The multilingual son of a diplomat, the urbane and rather dashing Salles is certainly the most eloquent spokesman for the film-making talent of the Americas. He first caught the attention of international audiences with Central Station in 1998. In 2004 he turned Che Guevara’s account of a formative trip, The Motorcycle Diaries, into an exploration of Latin American identity, assisted by a talented pan-American cast and crew.
Now Salles has co-directed, with his long-term collaborator Daniela Thomas, Linha de Passe. The title is the name of a game played by four kids with a football – the idea is to keep the ball in the air. It’s a fitting metaphor for the lives of four fatherless brothers. Denis, Dinho, Dario and Reginaldo have been raised by Cleuza, careworn and with another child on the way. Through the boys’ journeys, the film explores three constants of Brazilian life: football, faith and family.
“Soccer is religion in Brazil,” Salles says. “It also fulfils a role that the state doesn’t fulfil, in a way. When the state is not present, you have to belong to something, be part of something that provides you with a shield, and be recognised as part of something larger than your life. To be part of a large supporting clan is to be part of a nation, in a way. Going to a church is similar. When the state is not there to provide your needs, you go to church to be part of a different nation.”
Of the four boys, Dinho has found a support structure in an evangelical church and Dario (played by Vinicius De Oliveira, who starred in Central Station as a child) is a talented player who hopes that his skill will help him to break through the parameters enforced by poverty. The youngest boy, 14-year-old Reginaldo, is darker skinned than his siblings. He spends his days riding the city buses, searching for the father he has never met. And the oldest, Denis, is a motorcycle courier who has already started to leave a conspicuous hole in the life of his own baby son.

* [What this exercise asks]:
[A] Quote the article about Salles and Linha de Passe from "Of the four" to "own baby son.".
[B] Continue the article about Salles and Linha de Passe, picking up right after its final sentence.

* [Dataset extract]:
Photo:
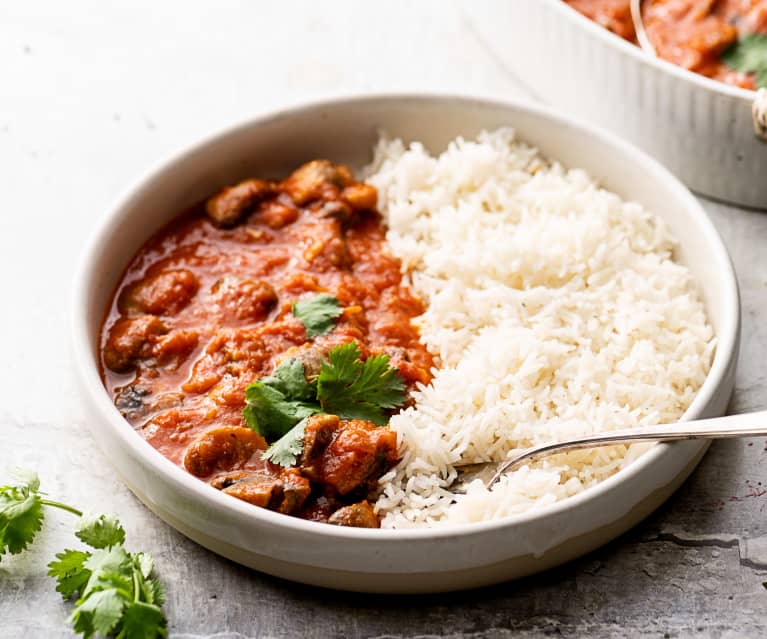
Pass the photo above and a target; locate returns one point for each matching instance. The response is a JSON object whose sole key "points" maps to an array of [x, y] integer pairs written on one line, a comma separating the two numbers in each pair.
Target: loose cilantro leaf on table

* * *

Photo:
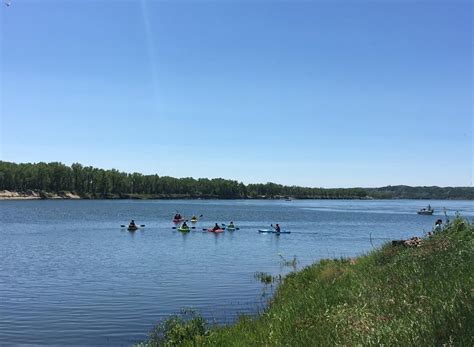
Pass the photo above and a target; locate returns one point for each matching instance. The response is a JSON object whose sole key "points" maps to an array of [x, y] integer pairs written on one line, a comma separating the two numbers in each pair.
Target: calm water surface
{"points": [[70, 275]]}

* [Solved problems]:
[A]
Of the four boys, Dinho has found a support structure in an evangelical church and Dario (played by Vinicius De Oliveira, who starred in Central Station as a child) is a talented player who hopes that his skill will help him to break through the parameters enforced by poverty. The youngest boy, 14-year-old Reginaldo, is darker skinned than his siblings. He spends his days riding the city buses, searching for the father he has never met. And the oldest, Denis, is a motorcycle courier who has already started to leave a conspicuous hole in the life of his own baby son.

[B]
The absent father is a recurring motif in Salles’s films – Foreign Land, his first collaboration with Thomas, and Central Station also have it. “Statistics suggest that 20 per cent of Brazilian households are single-mother households,” he says. “The absence of the father is something that defines us. Historically, we were named Brazil by the Portuguese colonisers after a tree. And the first thing they did was to take out all of these trees – you don’t find them any more – together with the gold and silver and before they left they impregnated many of the Indians. So there was this first generation of fatherless Brazilians.”
Urgent, constantly moving camerawork and restless editing give some sense of the assault on the senses that is life in São Paulo. “It’s a city with 20 million inhabitants, a city with no horizon, a city with 300km of traffic jams and 300,000 messengers on motorcycles.”
There is no shortage of stories in this mercurial, unknowable city. Thomas, who wrote the screenplay, spent five years gathering inspiration. Reginaldo’s tale, which ends with a joyride in a borrowed bus, is based on a true story. And an estimated two million boys just like Dario have trials for football clubs annually. “It’s a tragic drama that plays out every year,” says Thomas. “These kids spend a lot of time practising, maybe they don’t go to school. And when they get to 19 they have nothing.”
Both Salles and Thomas talk extensively about the increasing gap between rich and poor in Brazil. But this class structure is arguably also present in the country’s film industry which, while it frequently turns its lens on to the favelas, or shanty towns, is predominantly populated by the wealthy middle classes.
There’s a slightly awkward moment during the interview when Thomas argues that she learnt about São Paulo’s impoverished underclass from her household staff.
“In Brazil you have this incredible relationship with the people who work in your house. You learn a lot from living with these people,” she says.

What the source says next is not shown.